# [Instructions for the task]
All of the entries below are to be copied word for word.

══ Extracted entries ══

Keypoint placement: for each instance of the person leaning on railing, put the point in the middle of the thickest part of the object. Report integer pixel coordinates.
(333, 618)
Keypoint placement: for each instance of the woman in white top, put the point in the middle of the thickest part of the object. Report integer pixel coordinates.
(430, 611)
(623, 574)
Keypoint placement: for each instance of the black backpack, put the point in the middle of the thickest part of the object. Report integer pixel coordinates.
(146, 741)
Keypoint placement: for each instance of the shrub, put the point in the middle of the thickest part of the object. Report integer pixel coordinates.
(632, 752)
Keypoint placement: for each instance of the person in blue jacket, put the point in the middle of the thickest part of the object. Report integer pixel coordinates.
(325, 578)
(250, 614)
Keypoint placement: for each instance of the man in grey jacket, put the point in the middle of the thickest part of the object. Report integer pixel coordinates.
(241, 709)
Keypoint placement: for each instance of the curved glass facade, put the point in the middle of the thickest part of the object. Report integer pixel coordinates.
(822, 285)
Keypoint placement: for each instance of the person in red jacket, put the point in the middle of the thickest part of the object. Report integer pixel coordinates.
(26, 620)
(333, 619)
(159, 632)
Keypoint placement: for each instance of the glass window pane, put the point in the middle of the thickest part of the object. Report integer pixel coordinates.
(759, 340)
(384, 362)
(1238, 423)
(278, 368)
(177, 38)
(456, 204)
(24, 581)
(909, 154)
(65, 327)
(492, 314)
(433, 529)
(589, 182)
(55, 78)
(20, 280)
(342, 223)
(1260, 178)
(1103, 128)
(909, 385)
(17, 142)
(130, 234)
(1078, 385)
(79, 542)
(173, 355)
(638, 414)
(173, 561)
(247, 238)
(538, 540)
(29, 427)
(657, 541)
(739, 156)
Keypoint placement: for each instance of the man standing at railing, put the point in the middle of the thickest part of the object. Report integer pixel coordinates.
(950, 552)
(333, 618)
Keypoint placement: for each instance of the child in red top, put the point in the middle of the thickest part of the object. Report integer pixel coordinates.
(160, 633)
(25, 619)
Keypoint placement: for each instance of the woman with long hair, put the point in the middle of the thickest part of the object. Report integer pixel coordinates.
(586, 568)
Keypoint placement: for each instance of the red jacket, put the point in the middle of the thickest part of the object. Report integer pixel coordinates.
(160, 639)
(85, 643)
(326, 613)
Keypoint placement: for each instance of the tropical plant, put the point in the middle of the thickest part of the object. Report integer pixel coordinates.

═══

# [Problem solution]
Keypoint placement: for each instance of the person leaning on railing, put the point in the middle of the thickest part of the object. Report integer pixel coordinates.
(333, 618)
Keypoint placement: for each instance of the woman in white top, put the point in the middle of the thickest part of the object. Report integer pixel coordinates.
(430, 611)
(623, 574)
Keypoint placement: for each instance of the black backpack, put the point in the middle of the thickest part of the object. Report integer pixel coordinates.
(146, 741)
Keypoint placement: for each instance of the shrub, put the point in the middle of the thickest part of the object. Report integer pixel coordinates.
(632, 752)
Keypoint placement: for each instance of the person in blue jacket, put the point in the middle of the thickest part of the object. Report integer pixel coordinates.
(325, 578)
(250, 614)
Keypoint placement: for each instance of the man in grey jacket, put the point in the middle of the thickest part of the object. Report integer pixel coordinates.
(241, 709)
Keypoint placement: for each instance of the curved glass facade, put the point in the middle of the thickest part of the object. Report integer pixel coordinates.
(822, 285)
Keypoint placement: for each instance of the person in red jacket, put the point in the middle of the thickest part of the object. Report integer pixel coordinates.
(26, 620)
(333, 619)
(159, 632)
Keypoint placement: for each instance of the glass window pane, put the point in the middle of the thickest part of the object. Report integer pixel coordinates.
(759, 340)
(384, 362)
(1238, 423)
(278, 368)
(177, 38)
(456, 204)
(24, 581)
(909, 154)
(65, 327)
(492, 314)
(433, 529)
(589, 182)
(55, 78)
(20, 280)
(342, 223)
(1260, 178)
(1103, 128)
(909, 385)
(17, 142)
(130, 234)
(1078, 385)
(79, 542)
(173, 355)
(638, 414)
(173, 561)
(247, 238)
(538, 540)
(29, 427)
(657, 541)
(739, 156)
Keypoint placement: for each instance of the man standing at railing, put the point in the middle of the thickest part of the object. Report integer pixel coordinates.
(950, 552)
(333, 618)
Keypoint placement: for each instance of the child in red top, put the point in the middle of the thickest part of the object. Report integer pixel coordinates.
(160, 633)
(25, 619)
Keypoint placement: for each instance of the woman with long hair, put the point in the middle of the thickest part of the object. Report integer pixel coordinates.
(586, 568)
Keypoint placement: for each instance of the red jacket, put the point in the middle of the thickest part of the object. Report integer pixel coordinates.
(160, 639)
(85, 643)
(326, 613)
Keypoint placement: for each instance of the tropical plant, put the point in the middle of the thickest part of the object. Report integer pixel coordinates.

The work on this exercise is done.